§ Short problem
Set down, word for word, the stretch of lines from the one containing "TARGET = window pane" to the end of the records below.

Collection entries
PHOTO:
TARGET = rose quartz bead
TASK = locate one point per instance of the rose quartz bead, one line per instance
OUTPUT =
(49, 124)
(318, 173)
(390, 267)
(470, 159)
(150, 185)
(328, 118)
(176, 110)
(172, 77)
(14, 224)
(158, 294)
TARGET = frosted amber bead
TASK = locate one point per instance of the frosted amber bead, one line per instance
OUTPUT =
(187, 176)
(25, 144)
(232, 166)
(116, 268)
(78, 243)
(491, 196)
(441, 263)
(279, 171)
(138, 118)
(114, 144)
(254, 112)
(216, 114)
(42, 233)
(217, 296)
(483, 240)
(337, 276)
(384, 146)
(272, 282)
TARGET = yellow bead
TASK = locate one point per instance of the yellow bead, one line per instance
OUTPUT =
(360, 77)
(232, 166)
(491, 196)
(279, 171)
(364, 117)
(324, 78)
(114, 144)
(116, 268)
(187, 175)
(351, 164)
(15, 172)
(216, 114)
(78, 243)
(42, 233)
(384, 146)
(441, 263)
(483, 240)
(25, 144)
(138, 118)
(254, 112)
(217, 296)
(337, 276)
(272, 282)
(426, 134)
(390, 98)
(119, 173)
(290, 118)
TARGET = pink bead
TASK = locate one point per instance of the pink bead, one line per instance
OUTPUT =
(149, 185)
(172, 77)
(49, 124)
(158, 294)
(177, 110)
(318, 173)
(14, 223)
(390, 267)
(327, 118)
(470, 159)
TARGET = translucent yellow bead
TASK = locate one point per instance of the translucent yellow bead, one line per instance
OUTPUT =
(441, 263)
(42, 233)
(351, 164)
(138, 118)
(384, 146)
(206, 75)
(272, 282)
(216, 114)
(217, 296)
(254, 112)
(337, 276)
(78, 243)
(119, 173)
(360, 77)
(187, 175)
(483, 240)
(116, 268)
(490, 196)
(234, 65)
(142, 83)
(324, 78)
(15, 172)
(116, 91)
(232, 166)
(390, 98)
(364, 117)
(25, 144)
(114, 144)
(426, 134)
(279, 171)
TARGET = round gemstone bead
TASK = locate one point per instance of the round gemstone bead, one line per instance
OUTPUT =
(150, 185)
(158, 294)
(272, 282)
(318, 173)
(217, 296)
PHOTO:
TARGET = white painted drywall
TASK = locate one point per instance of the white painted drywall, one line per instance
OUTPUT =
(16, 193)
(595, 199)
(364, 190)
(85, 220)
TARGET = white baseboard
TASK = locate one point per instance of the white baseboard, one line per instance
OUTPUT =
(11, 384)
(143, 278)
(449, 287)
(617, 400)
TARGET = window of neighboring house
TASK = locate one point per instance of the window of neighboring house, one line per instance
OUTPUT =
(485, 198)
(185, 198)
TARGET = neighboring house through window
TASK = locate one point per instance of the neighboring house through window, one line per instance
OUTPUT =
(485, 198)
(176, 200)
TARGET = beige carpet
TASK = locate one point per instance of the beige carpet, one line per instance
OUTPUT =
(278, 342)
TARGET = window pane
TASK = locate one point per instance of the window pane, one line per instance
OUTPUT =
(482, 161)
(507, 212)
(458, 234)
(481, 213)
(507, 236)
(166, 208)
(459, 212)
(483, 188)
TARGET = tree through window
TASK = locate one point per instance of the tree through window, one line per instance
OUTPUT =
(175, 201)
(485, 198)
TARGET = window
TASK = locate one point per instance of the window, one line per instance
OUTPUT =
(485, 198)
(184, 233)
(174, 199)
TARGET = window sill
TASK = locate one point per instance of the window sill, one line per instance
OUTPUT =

§ In response
TARGET = window pane
TASK = locate one point per instance of the window pane, one line per instance
OUTPUT =
(482, 161)
(507, 212)
(458, 234)
(481, 213)
(507, 236)
(166, 208)
(459, 212)
(483, 188)
TARGET = tree through window
TASK = locate one point per instance of the tree through window, one line per instance
OUTPUT =
(175, 201)
(485, 198)
TARGET = window
TASK = locate one point per instance of the window, one line per instance
OUTPUT =
(485, 198)
(184, 233)
(174, 199)
TARGET = window sill
TASK = locate one point per instance of the window sill, one line per instance
OUTPUT =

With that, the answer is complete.